4-Bit Quantization: The Quality Trade-Off
Full-precision Phi-4-mini (FP32) is ~15 GB. Unacceptable. Solutions:
- FP16 (half precision): ~7.6 GB, imperceptible quality loss, 2x faster
- INT8 (8-bit integer): ~3.8 GB, minor quality degradation, 4x faster
- INT4 (4-bit integer): ~1.9 GB, noticeable quality drop, 8x faster
I tested all three on a coding question ("Write a Python function to find primes"):
| Quantization | RAM | Tokens/sec | Quality |
|---|---|---|---|
| FP16 | 7.6 GB | 45 tok/s | Perfect |
| INT8 | 3.8 GB | 42 tok/s | Nearly identical |
| INT4 | 1.9 GB | 38 tok/s | Acceptable, occasional garble |
I'm shipping INT8 in AEON: good quality, good speed, and 3.8 GB leaves room for context window + system overhead.
How quantization works (simplified):
- Original weights: 32-bit floats (e.g., 0.472618)
- INT8: Map to 0–255, store metadata for rescaling
- On inference: decompress to FP16, compute, recompress
- Result: 4x smaller, minimal accuracy loss (Phi's training helps here)
Why Phi-4-mini tolerates quantization well: synthetic training data is cleaner, weights are more uniform, less catastrophic forgetting.
The 7-Weapon Concept
Raw inference is just the baseline. To make a convincing AI companion, you need:
- 1. Base Model (Phi-4-mini): Core reasoning
- 2. LoRA Adapters: Fine-tune for personality without retraining (merge in seconds)
* * *
:: WORK REQUEST ::
Answer these questions from the text on 4-bit quantization:
(a) What tokens-per-second figure did INT4 reach in the test table?
(b) Which quantization is being shipped in AEON?
(c) To what range are weights mapped under INT8?
* * *
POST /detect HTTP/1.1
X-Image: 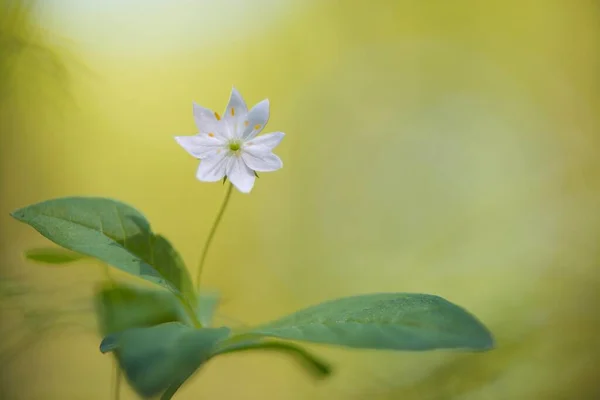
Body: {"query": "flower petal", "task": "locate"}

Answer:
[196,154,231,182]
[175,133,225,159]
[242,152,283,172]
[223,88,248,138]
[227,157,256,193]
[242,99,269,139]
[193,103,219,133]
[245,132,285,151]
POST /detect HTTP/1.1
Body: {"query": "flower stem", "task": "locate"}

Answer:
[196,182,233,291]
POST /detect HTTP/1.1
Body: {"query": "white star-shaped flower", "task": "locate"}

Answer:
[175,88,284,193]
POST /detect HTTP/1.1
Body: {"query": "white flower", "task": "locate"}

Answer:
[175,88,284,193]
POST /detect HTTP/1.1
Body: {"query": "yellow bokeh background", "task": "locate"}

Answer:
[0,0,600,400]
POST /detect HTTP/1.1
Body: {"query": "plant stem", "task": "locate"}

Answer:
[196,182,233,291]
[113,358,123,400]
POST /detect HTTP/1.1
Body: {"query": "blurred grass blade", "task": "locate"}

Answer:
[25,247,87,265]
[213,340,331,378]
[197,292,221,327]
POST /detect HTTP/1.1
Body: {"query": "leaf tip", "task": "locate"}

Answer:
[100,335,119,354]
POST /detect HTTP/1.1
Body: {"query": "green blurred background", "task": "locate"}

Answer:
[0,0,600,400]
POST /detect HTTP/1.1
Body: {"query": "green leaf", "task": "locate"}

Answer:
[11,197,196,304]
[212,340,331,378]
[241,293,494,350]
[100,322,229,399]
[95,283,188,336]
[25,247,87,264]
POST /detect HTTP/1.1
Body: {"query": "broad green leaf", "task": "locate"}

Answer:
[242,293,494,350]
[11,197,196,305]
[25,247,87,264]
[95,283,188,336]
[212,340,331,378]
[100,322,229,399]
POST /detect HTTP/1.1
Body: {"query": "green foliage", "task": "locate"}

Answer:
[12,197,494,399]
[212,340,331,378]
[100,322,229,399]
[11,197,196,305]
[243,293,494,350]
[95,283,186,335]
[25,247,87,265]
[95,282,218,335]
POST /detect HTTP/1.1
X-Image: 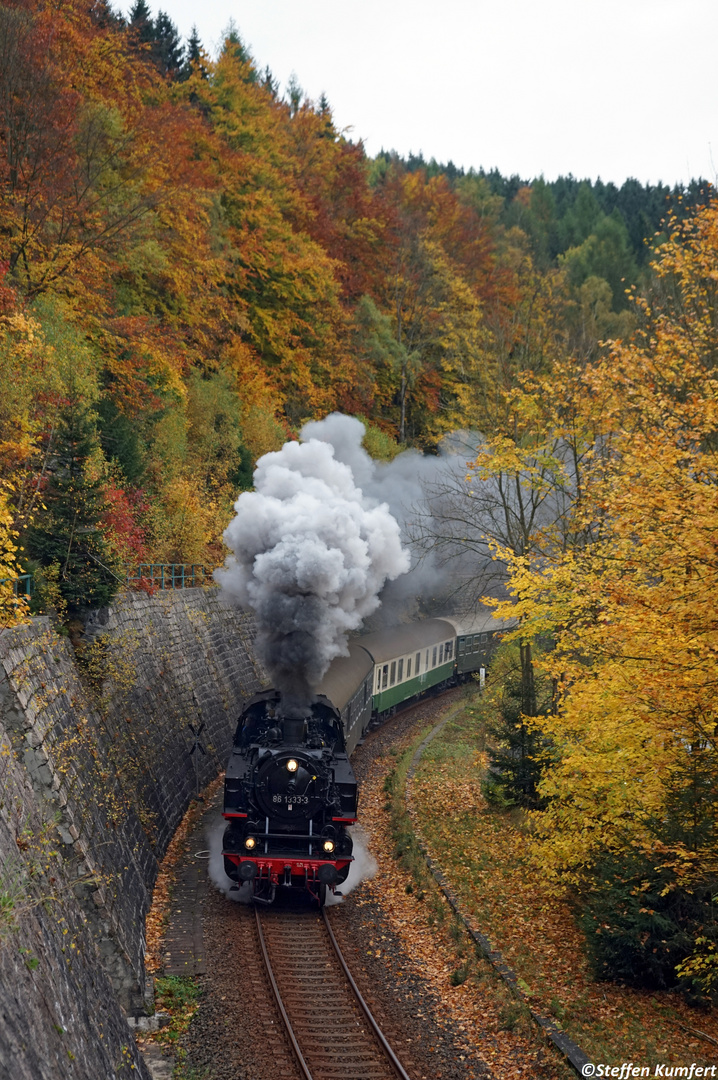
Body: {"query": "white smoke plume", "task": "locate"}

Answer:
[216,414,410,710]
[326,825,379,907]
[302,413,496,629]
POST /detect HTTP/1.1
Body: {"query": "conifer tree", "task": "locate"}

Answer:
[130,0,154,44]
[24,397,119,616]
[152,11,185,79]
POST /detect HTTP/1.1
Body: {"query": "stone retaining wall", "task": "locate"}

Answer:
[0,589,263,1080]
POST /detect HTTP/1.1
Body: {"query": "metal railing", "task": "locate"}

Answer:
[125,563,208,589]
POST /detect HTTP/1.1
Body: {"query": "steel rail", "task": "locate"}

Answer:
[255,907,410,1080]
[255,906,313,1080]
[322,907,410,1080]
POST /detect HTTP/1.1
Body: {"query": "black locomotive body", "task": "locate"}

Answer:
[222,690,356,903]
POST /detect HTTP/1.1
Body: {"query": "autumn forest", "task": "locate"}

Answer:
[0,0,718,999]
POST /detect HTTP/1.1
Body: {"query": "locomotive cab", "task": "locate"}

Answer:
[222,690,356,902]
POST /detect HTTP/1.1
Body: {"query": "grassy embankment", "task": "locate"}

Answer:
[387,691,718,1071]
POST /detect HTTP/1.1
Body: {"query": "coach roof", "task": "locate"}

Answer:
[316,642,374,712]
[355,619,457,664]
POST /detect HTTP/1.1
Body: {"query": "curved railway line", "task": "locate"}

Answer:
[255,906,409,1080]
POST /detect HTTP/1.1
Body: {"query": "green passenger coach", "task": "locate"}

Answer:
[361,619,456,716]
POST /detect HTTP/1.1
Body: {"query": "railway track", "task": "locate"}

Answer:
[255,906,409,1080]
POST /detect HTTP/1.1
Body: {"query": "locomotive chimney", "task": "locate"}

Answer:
* * *
:: EXPECTED OUTPUT ::
(a) 38 tok/s
(b) INT8
(c) 0–255